» SELECTED TEXT:

________________

Hi! I'm aboard AA 507 from DCA to ORD and just had my first rejected take off. I was wondering if anyone had any more insight into it.

We had just gone to take-off power and started down the runway when we throttled back and began awkwardly braking until we exited the runway and went back onto the parallel taxiway. The captain assued us everything was okay and he just had to do some additional "recalculations." after two more departures and an arrival before us, we reentered the runway and away we went!?

Would the captain had noticed he had more paperwork to do just as he departed or was it traffic/ATC related?

Just wondering if anyone has any insight. Saw quite a few folks over at Gravelly Pt. Were any of you there this morning!?

20 replies: All unread, jump to last
 
User currently offlinePGNCS From United States of America, joined Apr 2007, 2758 posts, RR: 45
Reply 1, posted (2 years 1 week 1 day 23 hours ago) and read 2992 times:

Quoting mhkansan (Thread starter):
I was wondering if anyone had any more insight into it.

How would we know? Why didn't you ask the Captain when you got off the plane?

Quoting mhkansan (Thread starter):
Would the captain had noticed he had more paperwork to do just as he departed or was it traffic/ATC related?

Again, why didn't you ask the Captain when you got off the plane?


User currently offlineSAAFNAV From South Africa, joined Mar 2010, 254 posts, RR: 0
Reply 2, posted (2 years 1 week 1 day 23 hours ago) and read 2982 times:

If it was paperwork, it might've been his performance calculations. (Just a thought).

________________

» MATERIAL PROVIDED:
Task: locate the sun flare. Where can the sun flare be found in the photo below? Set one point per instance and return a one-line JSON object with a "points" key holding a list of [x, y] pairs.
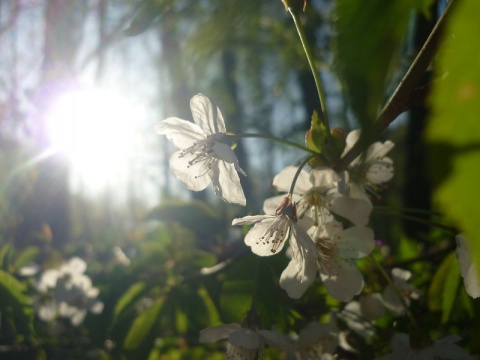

________________

» STATED GOAL: Resume the forum thread about the rejected takeoff on AA 507, carrying it on past its final reply.

» ANSWER TO THIS TASK:
His Accelerate Check Time might've been off, or he had a feeling that a speed didn't make sense. Rather stop and recalculate than screwing up a good flying day.

Erich



On-board Direction Consultant
User currently offlineFabo From Slovakia, joined Aug 2005, 1211 posts, RR: 1
Reply 3, posted (2 years 1 week 1 day 23 hours ago) and read 2969 times:

Maybe some system shown fault, and after vacating it was decided not required for departure...


The light at the end of tunnel turn out to be a lighted sing saying NO EXIT
User currently offline71Zulu From United States of America, joined Aug 2006, 3049 posts, RR: 0
Reply 4, posted (2 years 1 week 1 day 22 hours ago) and read 2956 times:

Quoting SAAFNAV (Reply 2):
His Accelerate Check Time might've been off...

Is an Accelerate Time Check really done on all takeoffs?



The good old days: Delta L-1011s at MSY
User currently offlinekcrwflyer From United States of America, joined May 2004, 3763 posts, RR: 8
Reply 5, posted (2 years 1 week 1 day 21 hours ago) and read 2908 times:

Quoting 71Zulu (Reply 4):
Is an Accelerate Time Check really done on all takeoffs?

I would think so on shorter runways especially.


User currently offlinePGNCS From United States of America, joined Apr 2007, 2758 posts, RR: 45
Reply 6, posted (2 years 1 week 1 day 16 hours ago) and read 2812 times:

Quoting SAAFNAV (Reply 2):
His Accelerate Check Time might've been off, or he had a feeling that a speed didn't make sense. Rather stop and recalculate than screwing up a good flying day.
Quoting kcrwflyer (Reply 5):
Quoting 71Zulu (Reply 4):
Is an Accelerate Time Check really done on all takeoffs?


I would think so on shorter runways especially.

I hope AAR90 will put this to rest promptly: I have not seen Normal or Min Accel Check Speeds (or times as a proxy) used outside of military operations, and have certainly never used them myself in DCA in the hundreds of times I have been there. I have never seen this data presented in the pilot manual set for any Boeing, McD, Lockheed, or Airbus I have flown (though doubtless the data exists for engineering and performance analysis purposes; the data might be buried in the performance section of the FCOM or equivalent, but I have certainly never had the need to look for it.) Nor have I encountered these speeds/times/distances in any civil contract flying or instruction I have done for a variety of airlines from all over the world.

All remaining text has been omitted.